** Opening Excerpted text block **

Part II: Regression and Classification (Chapters 7-8)

05_linear_logistic_regression.ipynb - Linear regression (MLE, Ridge, Bayesian), Logistic regression, Softmax classification

Part III: Sparse Models and Regularization (Chapter 13)

06_sparse_linear_models.ipynb - Lasso, Elastic Net, coordinate descent, feature selection

Part IV: Kernel Methods and Gaussian Processes (Chapter 14)

07_kernels_gaussian_processes.ipynb - Kernel trick, kernel ridge regression, SVMs, GP regression

Part V: Graphical Models and Sequential Data (Chapters 10, 16-17)

08_graphical_models.ipynb - Bayesian networks, d-separation, Naive Bayes, Markov chains
09_hidden_markov_models.ipynb - HMMs, forward-backward algorithm, Viterbi decoding, Baum-Welch learning

Part VI: Sampling and Inference (Chapters 21-24)

10_mcmc_sampling.ipynb - Monte Carlo methods, Metropolis-Hastings, Gibbs sampling, convergence diagnostics

Part VII: Unsupervised Learning (Chapters 9, 11, 12, 25)

11_mixture_models_em.ipynb - Gaussian mixture models, EM algorithm, K-means, mixture of Bernoullis, BIC/AIC
12_dimensionality_reduction.ipynb - PCA, Probabilistic PCA, Factor Analysis, ICA, source separation
13_clustering.ipynb - K-means, hierarchical, spectral, DBSCAN, affinity propagation, evaluation metrics

🎯 Learning Objectives

After working through these notebooks, you will:

Understand probability theory and Bayesian inference fundamentals
Implement generative and discriminative classification models
Work with graphical models, Bayesian networks, and HMMs
Apply sparse models, regularization, and feature selection
Use kernel methods, SVMs, and Gaussian processes
Perform Bayesian inference with MCMC sampling methods
Master unsupervised learning: clustering, dimensionality reduction, mixture models
Understand EM algorithm and its applications
Evaluate and compare different clustering algorithms

🚀 Quick Start

Step 1: Ensure you have the required dependencies:


pip install numpy scipy matplotlib scikit-learn pandas seaborn

Step 2: Start with the foundational notebooks (01-04) before moving to advanced topics

Step 3: Each notebook contains:

Theory overview
Code implementations
Visualizations
Practical examples
Exercises

How To Use This Folder Well

Start with the foundations and regression/classification sections before jumping to MCMC or graphical models.

** Closing Excerpted text block **
** Opening Data to examine block **

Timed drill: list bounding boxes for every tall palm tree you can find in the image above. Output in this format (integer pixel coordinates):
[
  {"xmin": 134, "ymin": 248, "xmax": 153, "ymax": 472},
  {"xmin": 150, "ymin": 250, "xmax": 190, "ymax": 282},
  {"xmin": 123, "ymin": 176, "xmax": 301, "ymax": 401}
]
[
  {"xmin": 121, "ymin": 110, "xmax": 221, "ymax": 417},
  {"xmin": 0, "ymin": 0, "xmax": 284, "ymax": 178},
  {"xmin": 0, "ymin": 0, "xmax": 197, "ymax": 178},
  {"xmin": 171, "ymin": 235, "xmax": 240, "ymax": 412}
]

** Closing Data to examine block **

__Tasks for this exercise__.
1. Decide whether each statement below agrees with the excerpted text, answering yes or no and quoting the words that settle it. (a) The hidden Markov models notebook covers Viterbi decoding. (b) Part III on sparse models draws on Chapter 14. (c) The foundational notebooks are numbered 01 through 06.
2. Write out the part of the excerpted text starting with "Part VI: Sampling" and going on through "11, 12, 25)".

__Responses to the tasks__.
1.
(a) Yes: "09_hidden_markov_models.ipynb - HMMs, forward-backward algorithm, Viterbi decoding, Baum-Welch learning"
(b) No: "Part III: Sparse Models and Regularization (Chapter 13)"
(c) No: "Start with the foundational notebooks (01-04) before moving to advanced topics"

2.
Part VI: Sampling and Inference (Chapters 21-24)

10_mcmc_sampling.ipynb - Monte Carlo methods, Metropolis-Hastings, Gibbs sampling, convergence diagnostics

Part VII: Unsupervised Learning (Chapters 9, 11, 12, 25)